→ **Sayfa**:
Ersin Tokgöz’ün Anayurt Gazetesi’ndeki köşesinden…
Madem senaryoları çok seviyoruz, hele de içinde “felaket” de oldu mu tadından yiyemiyoruz, buyurun size bir haftadır yemeden içmeden kesilip konuştuğumuz Hudson Enstitüsü’nde konuşulan senaryodan daha felaket bir senaryo.
Hem bu senaryonun birkaç adım sonrasına ışık tutabilecek hem de bir anda patlak veren terör olaylarından, CHP-MHP koalisyonu ihtimalinin ısıtılmasına kadar birçok gelişmeyi tekrar düşünmemize neden olacak nitelikte.
Daha seçimlerin adı bile geçmezken konuşulan bu senaryoya göre, bizi her zaman bizden daha fazla dert eden o etkileri ortada ama kendileri gözükmeyen “güçler” tüm hesaplarını MHP-CHP koalisyonu ile yönetilecek bir Türkiye üzerine şekillendiriyorlar ve daha da fenası, bununla ilgili çalışmalar çoktan başlamış durumda.
İddiaya göre, 2002 öncesinde hızla yükselen İslamcı tepkinin gazını almak için dindar hassasiyetlere yakın bir iktidarı elzem gören ve Ak Parti iktidarı ile bu gazı almayı başaran o “karanlık güçler”, şimdi hem yükselen milliyetçi tepkinin gazını almak hem de bir adım sonrasının hamlesini yapabilmek için hummalı bir çalışma içindeler. Yükselen milliyetçi tepkinin Türkçülük şeklinde değil AB ve ABD karşıtlığı şeklinde gelişmesi, bu ortak noktadan hareketle solda ve sağda ulusalcılık şemsiyesinde birleşilmesi, Ak Parti hesabında olduğu gibi tek partili bir çözüm değil bu iki kesimi de sakinleştirecek ortak bir çözüm gerektiriyordu ve bunun adresi tabii ki CHP ve MHP koalisyonuydu.
İyi de bunda felaket nerede değil mi? İşte senaryonun asıl felaket kısmı bundan sonra başlıyor.
Milliyetçi tepkisi dinmiş, MHP ile sokakları, CHP ile de rejim tehlikesinden arındırıp devlet içindeki zinde güçleri sakinleştirilen bu yeni Türkiye’de artık federasyon için düğmeye basılacak ve kısa vadeli nihai hedef gerçekleştirilmiş olacak.

→ **Sağlanan Malzeme**:
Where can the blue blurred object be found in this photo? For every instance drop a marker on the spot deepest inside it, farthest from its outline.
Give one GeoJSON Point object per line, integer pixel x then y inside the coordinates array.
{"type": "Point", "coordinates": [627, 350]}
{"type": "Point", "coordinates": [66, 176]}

→ **Görev**: Sayfada adı geçen siyasi partilerin tümünü sıralayınız.

→ **Örnek Çözüm**: CHP, MHP, Ak Parti